**AIM OF THE TASK**
For each statement, state yes or no according to whether it agrees with the text on the OpenAssets protocol, and support each answer with the deciding words of the text, quoted precisely.
1. Flavien Charlon requested feedback for an OBC-based version of OpenAssets on April 6, 2014.
2. Source code was provided when the live version of CoinPrism was launched.
3. A marker output is considered invalid when the input sequence holds fewer asset units than the output sequence.

Problems largely stem from the fact that the protocol was finalized before it was carefully analyzed and reviewed by experts:
- Flavien Charlon requested feedback for an OBC-based version of OpenAssets (which was radically different from the current version) on April 6, 2014.
- This version was harshly criticized by Bitcoin mailing list participants.
- A week later, on April 11, Flavien have proposed a version which encodes color values in OP_RETURN output, which is the same protocol which is in use now.
- A live version of CoinPrism was launched on May 14, but no source code was provided.
- Particularly, there was no thin client code (CoinPrism backend was a full node), so thin client code efficiency could not be assessed.
Obviously, backwards-incompatible changes to the protocol could not be recommended after the live launch.
Thin client efficiency: assets are not isolated from each other
Description. OpenAssets protocol requires clients to validate all inputs and outputs of a transaction:
These two sequences are built by taking each input or output in order, each of them adding a number of asset units equal to their asset quantity. The process starts with the first input of the transaction and the first output after the marker output.
After the sequences have been built, the asset ID of every asset unit in the input sequence is assigned to the asset unit at the same position in the output sequence until all the asset units in the output sequence have received an asset ID. If there are less asset units in the input sequence than in the output sequence, the marker output is considered invalid.
This means that client must know asset IDs and values of all inputs before it can validate a transaction.
This can create a significant problem for thin clients, which would need to validate not just the asset that they receive, but also all the assets that they have ever interacted with via atomic swap transactions.
For example, suppose that a wallet is optimized to work with a specific asset of a specific issuer, e.g., gold. But a gold coin that it receives might have been bought for USD coloredcoin at some point of its history, and now this client needs to check both the gold and USD assets history to validate this coin. Thus, in the general case, amount of data which is sent for validation is unbound, even for a wallet which is designed to work with a limited number of assets.
Importance. This deficiency creates a real, intractable problem for applications involving validation on resource-constrained devices, e.g., smart property and applications that require authentication/authorization such as tickets, etc. Indeed, suppose that a smart property device like a car grants access to a colored coin owner. When ownership is transferred, it needs to validate a coin. In a situation where a car was bought using an atomic swap transaction for gold, the car's smart property chip will need to validate both the car coin and the gold coin, but the gold transfer history might involve millions of transactions, and thus it might be impossible to validate it within a constrained memory available to the chip.
Similarly, when a ticket is bought for USD coloredcoin, the ticket verification device would need to go through the USD coloredcoin history, etc.
Thus it can be inferred that OpenAssets is unsuitable for smart property and exchange of digitally-represented assets, which are considered to be some of the most practical colored coins applications.
But this also make it less useful for currency-like applications: if a currency based on OpenAssets protocol can't be used to buy smart property (unlike currency based on other colored coins protocols), it is less useful to its end users.
But even if we put smart property and similar applications aside, this deficiency can lead to a bad performance for all thin clients, as a wallet needs to validate even assets that it hasn't received. Thus it is quite likely mobile wallets built on top of OpenAssets protocol will have to resort to a centralized validation, which largely undermines the whole idea of using colored coins (why not just use SQL if you can't validate it anyway?).

Items from a dataset
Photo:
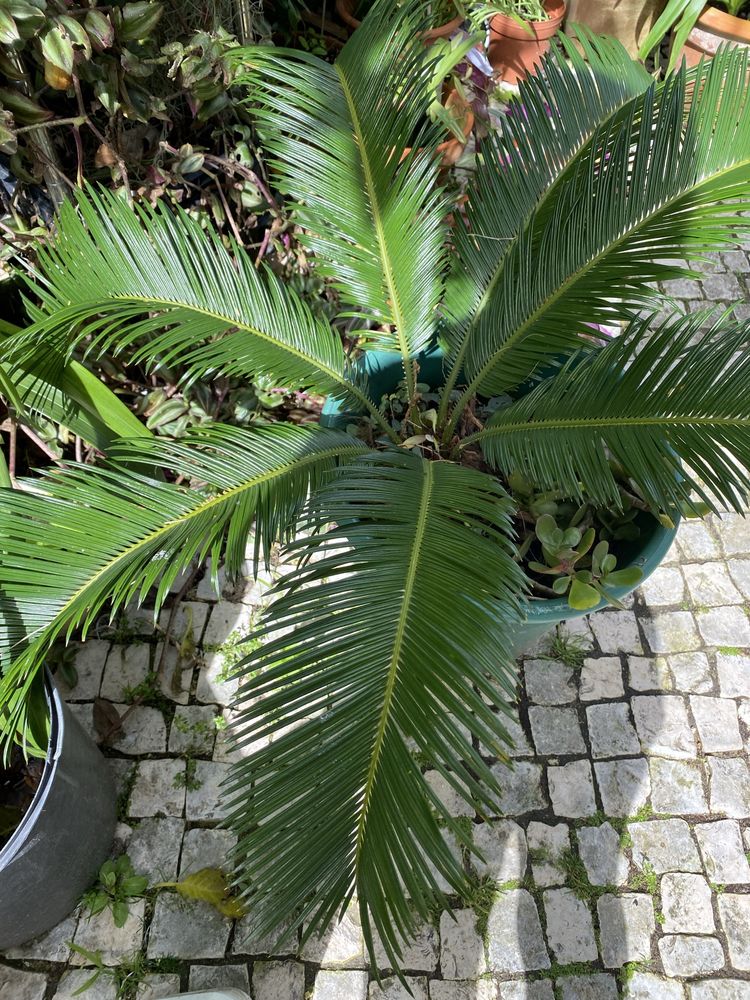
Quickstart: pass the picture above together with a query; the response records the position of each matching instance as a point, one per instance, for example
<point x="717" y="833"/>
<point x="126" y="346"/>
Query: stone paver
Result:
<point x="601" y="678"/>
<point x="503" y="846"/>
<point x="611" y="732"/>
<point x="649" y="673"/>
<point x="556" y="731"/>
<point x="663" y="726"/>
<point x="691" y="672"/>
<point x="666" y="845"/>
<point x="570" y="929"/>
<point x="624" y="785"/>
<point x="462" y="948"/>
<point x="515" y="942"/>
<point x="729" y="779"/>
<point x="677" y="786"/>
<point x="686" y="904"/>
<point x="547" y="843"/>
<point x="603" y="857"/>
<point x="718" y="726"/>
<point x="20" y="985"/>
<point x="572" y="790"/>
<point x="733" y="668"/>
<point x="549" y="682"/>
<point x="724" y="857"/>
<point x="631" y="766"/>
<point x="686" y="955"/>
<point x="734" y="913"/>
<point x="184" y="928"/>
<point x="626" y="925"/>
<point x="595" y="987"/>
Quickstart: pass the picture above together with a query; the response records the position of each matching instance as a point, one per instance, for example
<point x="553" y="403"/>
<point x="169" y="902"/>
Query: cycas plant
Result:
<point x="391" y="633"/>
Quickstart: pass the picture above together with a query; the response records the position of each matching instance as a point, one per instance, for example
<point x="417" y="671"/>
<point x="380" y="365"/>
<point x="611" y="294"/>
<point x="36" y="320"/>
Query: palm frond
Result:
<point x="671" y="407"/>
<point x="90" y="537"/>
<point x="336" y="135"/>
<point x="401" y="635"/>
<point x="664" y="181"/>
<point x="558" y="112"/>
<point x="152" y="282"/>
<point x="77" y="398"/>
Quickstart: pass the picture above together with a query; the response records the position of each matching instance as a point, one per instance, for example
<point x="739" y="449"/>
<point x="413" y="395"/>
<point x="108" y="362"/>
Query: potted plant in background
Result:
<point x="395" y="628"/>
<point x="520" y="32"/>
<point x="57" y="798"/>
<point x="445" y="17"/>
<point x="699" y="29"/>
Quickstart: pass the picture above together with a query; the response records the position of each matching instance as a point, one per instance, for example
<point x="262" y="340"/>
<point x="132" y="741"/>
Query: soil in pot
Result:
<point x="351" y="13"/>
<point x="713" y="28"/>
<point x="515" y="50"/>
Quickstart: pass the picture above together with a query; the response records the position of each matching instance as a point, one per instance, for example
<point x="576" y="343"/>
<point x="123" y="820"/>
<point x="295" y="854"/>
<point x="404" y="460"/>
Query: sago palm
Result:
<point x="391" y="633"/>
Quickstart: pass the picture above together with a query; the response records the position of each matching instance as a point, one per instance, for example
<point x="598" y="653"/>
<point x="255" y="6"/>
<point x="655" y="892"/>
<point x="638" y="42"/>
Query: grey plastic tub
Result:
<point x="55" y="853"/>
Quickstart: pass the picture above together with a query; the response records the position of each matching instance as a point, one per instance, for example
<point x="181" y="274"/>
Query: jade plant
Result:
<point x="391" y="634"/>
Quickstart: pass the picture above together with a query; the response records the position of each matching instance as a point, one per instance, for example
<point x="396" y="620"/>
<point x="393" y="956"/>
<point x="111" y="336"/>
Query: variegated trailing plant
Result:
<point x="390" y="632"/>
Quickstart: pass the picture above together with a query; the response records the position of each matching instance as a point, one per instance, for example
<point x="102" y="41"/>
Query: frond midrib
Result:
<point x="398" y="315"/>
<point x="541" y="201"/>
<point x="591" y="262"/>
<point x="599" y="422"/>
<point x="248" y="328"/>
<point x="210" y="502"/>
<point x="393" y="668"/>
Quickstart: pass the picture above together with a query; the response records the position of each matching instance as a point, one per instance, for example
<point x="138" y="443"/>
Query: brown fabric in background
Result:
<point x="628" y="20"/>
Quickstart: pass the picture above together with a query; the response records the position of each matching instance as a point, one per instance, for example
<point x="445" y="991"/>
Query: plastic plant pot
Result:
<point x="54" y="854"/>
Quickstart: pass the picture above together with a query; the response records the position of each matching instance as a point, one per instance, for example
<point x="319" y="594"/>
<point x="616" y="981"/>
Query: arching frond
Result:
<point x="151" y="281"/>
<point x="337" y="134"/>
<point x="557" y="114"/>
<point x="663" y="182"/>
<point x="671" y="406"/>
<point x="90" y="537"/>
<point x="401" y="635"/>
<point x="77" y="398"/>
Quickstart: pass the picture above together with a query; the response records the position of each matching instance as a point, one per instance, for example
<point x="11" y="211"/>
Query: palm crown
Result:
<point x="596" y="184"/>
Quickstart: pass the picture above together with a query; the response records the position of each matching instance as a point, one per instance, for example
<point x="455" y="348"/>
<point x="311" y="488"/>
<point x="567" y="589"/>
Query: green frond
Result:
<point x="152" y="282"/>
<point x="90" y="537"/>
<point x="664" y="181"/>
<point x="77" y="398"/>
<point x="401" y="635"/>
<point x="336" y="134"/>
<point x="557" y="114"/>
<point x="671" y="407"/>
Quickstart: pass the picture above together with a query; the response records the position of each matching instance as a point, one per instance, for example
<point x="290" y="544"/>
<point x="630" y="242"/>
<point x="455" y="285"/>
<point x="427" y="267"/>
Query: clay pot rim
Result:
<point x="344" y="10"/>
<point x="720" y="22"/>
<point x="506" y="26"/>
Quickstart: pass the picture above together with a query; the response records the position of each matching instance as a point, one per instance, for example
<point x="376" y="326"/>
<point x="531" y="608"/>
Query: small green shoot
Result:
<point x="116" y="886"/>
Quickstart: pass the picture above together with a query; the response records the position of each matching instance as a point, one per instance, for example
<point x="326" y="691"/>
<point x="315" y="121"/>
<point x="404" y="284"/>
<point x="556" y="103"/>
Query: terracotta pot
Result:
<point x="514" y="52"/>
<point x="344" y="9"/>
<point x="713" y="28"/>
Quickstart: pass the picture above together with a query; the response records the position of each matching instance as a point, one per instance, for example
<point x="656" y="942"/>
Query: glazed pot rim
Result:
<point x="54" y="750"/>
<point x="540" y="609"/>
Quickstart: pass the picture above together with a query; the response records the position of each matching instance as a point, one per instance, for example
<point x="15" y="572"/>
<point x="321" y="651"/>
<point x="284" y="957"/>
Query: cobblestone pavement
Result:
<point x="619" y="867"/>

--

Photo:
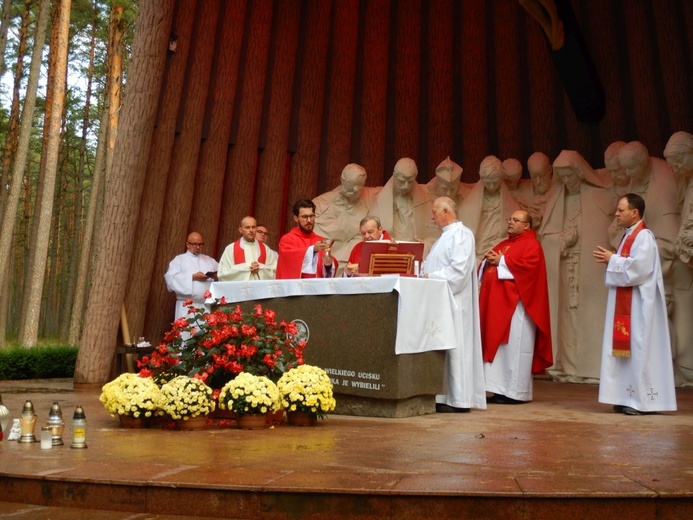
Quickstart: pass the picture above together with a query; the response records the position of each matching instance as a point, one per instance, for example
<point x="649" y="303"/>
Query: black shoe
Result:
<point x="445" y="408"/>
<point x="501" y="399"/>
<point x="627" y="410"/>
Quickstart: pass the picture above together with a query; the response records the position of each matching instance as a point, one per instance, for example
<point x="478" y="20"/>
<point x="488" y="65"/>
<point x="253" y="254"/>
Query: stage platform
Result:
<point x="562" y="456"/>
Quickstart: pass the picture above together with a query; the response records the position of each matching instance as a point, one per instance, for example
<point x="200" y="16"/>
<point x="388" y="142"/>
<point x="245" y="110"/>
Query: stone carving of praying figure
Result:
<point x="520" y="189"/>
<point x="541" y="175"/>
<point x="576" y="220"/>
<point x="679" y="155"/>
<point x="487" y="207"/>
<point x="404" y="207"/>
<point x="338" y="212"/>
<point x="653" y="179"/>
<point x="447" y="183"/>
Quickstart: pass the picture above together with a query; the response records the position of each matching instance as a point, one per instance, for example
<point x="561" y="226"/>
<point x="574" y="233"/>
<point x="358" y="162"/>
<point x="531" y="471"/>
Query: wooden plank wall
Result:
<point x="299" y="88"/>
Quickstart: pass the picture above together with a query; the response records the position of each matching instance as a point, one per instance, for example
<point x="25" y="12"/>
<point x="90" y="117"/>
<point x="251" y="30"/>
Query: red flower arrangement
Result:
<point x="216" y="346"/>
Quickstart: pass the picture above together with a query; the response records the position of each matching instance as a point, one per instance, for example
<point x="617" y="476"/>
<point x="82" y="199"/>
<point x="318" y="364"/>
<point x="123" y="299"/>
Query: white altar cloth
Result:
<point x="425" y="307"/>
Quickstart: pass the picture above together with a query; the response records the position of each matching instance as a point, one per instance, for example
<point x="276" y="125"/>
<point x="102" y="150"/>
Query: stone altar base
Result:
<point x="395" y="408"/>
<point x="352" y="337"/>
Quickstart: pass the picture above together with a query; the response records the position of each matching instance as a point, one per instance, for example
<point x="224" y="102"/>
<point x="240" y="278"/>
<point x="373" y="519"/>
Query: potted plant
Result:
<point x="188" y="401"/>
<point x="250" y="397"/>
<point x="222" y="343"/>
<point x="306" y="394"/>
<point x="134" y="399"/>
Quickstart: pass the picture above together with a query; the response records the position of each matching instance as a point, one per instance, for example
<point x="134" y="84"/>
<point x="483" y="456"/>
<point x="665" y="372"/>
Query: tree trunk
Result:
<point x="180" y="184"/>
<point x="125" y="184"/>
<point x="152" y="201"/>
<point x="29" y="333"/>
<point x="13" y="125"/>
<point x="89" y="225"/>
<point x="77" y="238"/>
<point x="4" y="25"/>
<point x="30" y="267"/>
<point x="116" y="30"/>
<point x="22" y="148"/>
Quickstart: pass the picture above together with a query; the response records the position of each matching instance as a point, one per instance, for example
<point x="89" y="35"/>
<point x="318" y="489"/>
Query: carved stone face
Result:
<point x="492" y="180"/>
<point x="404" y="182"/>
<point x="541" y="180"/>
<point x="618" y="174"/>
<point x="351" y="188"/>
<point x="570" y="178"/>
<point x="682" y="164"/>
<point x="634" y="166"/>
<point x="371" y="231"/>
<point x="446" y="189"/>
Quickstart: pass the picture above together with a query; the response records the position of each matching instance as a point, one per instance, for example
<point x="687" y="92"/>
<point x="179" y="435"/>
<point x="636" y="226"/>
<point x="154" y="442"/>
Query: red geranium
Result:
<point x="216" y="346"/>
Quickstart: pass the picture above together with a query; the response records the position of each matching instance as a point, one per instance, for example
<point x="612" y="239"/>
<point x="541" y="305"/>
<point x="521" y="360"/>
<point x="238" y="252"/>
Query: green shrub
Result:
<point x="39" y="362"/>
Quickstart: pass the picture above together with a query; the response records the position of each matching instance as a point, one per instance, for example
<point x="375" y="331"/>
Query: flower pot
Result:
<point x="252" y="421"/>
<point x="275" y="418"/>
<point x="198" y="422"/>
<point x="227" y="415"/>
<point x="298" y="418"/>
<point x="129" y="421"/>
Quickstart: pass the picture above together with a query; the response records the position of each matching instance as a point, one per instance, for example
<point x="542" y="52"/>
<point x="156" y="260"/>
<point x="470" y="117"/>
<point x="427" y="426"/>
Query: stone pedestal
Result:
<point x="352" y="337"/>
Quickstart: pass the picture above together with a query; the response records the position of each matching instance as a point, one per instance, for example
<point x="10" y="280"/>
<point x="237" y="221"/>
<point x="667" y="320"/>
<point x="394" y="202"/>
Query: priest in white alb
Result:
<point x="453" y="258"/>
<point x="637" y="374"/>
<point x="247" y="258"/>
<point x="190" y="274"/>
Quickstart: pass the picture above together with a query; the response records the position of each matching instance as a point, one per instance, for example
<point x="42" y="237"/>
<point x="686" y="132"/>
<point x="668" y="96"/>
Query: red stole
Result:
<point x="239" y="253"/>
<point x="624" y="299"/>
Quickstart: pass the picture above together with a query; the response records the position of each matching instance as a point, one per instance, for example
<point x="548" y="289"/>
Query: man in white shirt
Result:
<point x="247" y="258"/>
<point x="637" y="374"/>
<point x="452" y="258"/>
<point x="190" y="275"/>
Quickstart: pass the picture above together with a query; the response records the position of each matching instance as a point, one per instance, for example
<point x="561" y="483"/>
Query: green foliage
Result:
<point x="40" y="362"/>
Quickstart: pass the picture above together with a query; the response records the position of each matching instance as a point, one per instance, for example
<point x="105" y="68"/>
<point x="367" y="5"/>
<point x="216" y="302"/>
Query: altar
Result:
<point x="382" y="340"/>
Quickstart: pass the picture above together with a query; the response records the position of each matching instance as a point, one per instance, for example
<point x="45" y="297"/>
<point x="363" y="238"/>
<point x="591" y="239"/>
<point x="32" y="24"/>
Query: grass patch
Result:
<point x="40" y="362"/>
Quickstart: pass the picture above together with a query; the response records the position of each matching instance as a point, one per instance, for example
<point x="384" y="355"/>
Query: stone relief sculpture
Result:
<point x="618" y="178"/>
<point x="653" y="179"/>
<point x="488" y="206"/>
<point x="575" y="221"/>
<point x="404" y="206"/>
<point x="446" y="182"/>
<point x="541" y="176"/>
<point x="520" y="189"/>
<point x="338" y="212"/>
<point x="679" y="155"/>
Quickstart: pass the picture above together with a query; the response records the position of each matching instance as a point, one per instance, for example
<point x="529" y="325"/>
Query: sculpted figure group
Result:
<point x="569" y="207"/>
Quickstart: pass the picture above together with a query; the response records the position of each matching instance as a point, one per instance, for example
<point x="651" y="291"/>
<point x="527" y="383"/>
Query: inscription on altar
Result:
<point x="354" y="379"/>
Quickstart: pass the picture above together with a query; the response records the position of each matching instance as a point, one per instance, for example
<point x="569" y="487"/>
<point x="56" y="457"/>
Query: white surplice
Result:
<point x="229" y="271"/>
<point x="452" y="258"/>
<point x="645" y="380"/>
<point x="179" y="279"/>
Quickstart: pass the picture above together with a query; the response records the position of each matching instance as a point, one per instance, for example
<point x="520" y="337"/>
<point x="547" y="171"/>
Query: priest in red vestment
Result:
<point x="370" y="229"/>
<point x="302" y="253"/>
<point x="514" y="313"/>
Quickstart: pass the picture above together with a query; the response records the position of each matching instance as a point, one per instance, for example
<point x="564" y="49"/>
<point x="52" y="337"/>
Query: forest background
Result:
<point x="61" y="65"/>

**EXERCISE RESULT**
1. Yes: "Flavien Charlon requested feedback for an OBC-based version of OpenAssets (which was radically different from the current version) on April 6, 2014."
2. No: "A live version of CoinPrism was launched on May 14, but no source code was provided."
3. Yes: "If there are less asset units in the input sequence than in the output sequence, the marker output is considered invalid."